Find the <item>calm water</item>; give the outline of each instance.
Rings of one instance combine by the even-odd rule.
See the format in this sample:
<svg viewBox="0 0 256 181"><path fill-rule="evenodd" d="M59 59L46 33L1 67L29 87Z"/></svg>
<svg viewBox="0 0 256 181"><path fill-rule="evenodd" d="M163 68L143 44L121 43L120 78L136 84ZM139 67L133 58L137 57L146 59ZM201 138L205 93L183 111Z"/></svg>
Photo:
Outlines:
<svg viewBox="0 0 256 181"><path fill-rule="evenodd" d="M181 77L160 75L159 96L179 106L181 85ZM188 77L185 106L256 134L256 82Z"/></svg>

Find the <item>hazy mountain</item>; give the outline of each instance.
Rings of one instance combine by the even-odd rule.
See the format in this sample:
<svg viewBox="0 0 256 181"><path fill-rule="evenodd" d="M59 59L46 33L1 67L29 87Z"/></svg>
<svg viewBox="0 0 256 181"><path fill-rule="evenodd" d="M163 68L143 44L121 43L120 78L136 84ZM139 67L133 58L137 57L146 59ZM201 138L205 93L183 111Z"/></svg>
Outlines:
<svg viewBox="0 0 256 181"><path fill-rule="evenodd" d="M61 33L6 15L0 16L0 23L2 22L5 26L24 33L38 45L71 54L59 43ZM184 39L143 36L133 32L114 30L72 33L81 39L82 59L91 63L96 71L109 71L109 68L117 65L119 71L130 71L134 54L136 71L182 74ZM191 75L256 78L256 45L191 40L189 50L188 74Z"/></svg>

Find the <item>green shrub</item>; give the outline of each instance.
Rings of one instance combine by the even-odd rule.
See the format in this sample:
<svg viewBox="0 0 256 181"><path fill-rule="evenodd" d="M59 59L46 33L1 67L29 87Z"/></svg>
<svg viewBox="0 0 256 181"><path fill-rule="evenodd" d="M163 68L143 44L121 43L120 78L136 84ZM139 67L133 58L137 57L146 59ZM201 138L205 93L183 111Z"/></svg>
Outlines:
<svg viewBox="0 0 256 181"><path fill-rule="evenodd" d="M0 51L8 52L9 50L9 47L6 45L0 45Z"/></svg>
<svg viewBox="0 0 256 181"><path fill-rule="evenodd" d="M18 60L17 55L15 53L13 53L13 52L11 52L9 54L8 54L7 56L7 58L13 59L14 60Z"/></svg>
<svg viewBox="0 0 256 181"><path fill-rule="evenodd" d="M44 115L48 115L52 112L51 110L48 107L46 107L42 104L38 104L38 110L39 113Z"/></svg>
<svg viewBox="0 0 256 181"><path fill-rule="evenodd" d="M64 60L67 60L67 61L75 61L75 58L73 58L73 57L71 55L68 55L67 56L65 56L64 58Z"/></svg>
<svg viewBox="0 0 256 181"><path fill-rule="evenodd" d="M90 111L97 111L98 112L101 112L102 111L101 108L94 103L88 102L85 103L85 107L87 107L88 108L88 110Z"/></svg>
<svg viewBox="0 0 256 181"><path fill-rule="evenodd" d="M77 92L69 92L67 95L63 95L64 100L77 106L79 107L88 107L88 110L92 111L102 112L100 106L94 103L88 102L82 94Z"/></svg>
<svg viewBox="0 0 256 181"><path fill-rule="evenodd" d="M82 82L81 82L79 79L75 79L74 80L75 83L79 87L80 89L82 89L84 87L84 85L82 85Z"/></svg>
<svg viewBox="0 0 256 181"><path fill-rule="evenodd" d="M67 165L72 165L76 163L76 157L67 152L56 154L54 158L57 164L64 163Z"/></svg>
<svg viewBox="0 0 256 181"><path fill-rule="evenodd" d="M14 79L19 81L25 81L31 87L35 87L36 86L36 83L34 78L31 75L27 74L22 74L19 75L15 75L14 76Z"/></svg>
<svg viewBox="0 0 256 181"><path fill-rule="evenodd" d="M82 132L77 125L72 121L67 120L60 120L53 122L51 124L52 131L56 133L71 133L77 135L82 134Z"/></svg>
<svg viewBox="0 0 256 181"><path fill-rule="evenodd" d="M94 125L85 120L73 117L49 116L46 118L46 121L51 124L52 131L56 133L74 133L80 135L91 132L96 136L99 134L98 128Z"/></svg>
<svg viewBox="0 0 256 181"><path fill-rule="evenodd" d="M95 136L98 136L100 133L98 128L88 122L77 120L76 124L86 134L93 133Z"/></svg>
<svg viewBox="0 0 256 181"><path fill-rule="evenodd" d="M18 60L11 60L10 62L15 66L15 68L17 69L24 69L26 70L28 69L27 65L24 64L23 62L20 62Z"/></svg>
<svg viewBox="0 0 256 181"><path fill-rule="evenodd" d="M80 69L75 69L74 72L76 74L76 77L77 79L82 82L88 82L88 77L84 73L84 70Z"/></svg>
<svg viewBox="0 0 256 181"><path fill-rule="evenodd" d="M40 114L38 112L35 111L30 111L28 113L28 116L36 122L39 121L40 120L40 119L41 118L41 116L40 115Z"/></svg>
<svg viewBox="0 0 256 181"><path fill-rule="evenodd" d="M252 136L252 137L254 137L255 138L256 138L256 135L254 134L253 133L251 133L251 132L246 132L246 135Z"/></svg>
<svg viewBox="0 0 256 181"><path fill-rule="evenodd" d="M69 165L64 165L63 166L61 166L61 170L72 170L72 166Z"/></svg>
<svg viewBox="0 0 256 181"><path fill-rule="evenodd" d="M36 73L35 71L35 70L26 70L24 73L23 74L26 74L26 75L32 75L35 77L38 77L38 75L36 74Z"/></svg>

# # # #

■ What you need to do: Which lines in the rows above contain the word "give"? Select each one and copy it out in full.

■ Exercise answer:
Find the <item>calm water</item>; give the outline of each instance.
Find the <item>hazy mountain</item>; give the outline of each instance.
Find the <item>green shrub</item>; give the outline of each instance.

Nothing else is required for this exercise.